#### Stored data ####

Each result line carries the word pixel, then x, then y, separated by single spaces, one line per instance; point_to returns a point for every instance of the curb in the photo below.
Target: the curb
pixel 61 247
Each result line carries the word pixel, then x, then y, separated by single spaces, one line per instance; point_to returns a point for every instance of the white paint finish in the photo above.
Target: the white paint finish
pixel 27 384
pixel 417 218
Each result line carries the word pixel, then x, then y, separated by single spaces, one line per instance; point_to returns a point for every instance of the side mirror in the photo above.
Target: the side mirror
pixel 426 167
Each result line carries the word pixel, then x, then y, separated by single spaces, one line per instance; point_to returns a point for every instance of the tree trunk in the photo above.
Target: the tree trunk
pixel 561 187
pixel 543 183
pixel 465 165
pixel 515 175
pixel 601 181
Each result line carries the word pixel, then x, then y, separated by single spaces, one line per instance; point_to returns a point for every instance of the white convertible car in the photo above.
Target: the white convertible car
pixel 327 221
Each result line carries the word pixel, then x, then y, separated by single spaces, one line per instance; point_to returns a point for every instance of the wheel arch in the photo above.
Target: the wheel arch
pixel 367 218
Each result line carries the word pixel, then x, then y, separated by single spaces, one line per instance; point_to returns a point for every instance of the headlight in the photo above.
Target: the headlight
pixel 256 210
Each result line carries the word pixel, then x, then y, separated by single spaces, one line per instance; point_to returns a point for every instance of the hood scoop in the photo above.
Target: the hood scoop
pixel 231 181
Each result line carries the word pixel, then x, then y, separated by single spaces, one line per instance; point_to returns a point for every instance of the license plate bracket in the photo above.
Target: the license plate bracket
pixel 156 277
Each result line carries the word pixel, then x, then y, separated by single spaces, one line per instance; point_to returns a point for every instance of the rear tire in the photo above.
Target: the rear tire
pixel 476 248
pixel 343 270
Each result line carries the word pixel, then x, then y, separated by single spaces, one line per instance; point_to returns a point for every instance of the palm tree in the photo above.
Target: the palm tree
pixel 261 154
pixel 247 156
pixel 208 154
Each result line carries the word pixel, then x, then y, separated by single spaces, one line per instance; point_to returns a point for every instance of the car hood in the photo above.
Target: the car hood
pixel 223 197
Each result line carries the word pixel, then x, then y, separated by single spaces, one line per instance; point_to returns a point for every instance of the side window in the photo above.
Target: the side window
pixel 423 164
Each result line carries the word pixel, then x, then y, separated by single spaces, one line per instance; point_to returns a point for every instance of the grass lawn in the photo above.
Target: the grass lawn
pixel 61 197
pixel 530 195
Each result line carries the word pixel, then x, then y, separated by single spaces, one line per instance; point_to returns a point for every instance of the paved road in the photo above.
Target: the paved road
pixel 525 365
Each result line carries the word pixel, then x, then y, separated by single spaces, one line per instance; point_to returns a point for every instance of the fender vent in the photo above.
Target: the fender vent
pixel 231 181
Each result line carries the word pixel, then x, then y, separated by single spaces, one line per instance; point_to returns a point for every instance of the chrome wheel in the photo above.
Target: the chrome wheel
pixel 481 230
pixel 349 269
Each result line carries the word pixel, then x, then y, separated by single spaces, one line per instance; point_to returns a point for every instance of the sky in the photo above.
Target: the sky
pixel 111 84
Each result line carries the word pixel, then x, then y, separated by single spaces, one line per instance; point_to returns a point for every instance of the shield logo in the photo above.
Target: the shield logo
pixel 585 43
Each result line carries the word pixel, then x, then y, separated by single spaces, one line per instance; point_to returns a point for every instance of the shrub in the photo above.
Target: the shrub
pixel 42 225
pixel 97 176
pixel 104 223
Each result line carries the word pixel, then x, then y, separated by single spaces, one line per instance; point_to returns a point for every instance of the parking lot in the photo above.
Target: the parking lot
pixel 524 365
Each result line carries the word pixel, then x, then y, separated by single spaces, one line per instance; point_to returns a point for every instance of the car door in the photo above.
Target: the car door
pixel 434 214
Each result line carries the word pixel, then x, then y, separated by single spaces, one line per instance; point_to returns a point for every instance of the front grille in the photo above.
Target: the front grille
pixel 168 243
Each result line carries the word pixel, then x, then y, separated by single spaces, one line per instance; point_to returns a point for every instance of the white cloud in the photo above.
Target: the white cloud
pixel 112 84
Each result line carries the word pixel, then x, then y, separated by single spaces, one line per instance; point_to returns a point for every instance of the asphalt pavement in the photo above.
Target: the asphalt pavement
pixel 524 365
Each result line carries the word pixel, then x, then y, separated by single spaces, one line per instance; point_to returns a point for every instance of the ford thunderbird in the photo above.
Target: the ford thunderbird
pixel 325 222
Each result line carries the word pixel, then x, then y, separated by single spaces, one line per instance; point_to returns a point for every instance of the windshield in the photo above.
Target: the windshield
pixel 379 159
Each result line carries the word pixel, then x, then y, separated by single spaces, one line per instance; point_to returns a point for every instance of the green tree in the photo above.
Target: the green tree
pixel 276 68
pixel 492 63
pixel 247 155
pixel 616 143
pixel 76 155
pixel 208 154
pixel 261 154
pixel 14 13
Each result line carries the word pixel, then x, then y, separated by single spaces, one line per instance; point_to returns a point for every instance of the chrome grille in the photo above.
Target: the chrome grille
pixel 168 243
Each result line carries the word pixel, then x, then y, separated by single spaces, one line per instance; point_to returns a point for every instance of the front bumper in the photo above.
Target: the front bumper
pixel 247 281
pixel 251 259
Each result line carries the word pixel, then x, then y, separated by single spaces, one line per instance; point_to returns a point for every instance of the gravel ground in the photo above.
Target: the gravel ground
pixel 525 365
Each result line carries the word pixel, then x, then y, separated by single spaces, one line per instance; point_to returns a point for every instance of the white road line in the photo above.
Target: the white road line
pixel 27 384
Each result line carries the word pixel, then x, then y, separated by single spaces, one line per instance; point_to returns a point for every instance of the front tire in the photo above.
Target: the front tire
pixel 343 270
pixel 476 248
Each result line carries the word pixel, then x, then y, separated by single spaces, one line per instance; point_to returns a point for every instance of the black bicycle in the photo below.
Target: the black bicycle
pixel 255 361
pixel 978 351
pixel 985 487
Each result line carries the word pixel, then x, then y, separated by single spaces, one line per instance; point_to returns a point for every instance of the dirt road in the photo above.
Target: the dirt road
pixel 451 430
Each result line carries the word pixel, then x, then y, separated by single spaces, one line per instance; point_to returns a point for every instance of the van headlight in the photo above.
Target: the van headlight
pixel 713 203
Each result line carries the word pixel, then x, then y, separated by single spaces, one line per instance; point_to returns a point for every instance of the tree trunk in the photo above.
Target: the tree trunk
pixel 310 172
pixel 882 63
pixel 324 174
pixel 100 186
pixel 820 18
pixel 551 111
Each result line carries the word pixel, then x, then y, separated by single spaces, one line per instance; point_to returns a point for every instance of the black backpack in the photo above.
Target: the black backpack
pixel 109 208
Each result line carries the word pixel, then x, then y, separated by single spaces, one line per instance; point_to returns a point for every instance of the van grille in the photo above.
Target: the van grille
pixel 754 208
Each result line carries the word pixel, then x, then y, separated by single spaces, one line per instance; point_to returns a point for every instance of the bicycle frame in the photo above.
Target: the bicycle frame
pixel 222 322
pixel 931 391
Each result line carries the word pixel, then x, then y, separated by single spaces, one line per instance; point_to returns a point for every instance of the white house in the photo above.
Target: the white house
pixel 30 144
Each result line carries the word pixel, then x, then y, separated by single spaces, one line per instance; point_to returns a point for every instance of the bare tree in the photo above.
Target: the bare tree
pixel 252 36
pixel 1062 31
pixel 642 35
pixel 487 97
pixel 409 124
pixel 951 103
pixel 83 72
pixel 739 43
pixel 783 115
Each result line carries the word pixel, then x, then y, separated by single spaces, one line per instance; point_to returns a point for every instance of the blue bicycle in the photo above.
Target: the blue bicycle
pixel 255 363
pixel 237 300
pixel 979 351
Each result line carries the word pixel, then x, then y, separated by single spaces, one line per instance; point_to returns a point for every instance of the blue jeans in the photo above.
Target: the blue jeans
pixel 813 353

####

- _What this task involves_: Copy out the lines from the one containing "pavement in the photo above." down to the one containing "pixel 325 222", both included, and no other lines. Swap "ford thunderbird" for "classic convertible" and leave everything else as it is.

- _Written response_:
Each result line carries the word pixel, then x, then y, separated by single spaces, one line per instance; point_to returns a point for every instance of the asphalt pavement in the photo above.
Target: the asphalt pavement
pixel 524 365
Each result line carries the word pixel, then x, then y, separated by single spaces, one line per instance; point_to returns a point for every instance of the classic convertible in the photo above.
Target: the classic convertible
pixel 325 222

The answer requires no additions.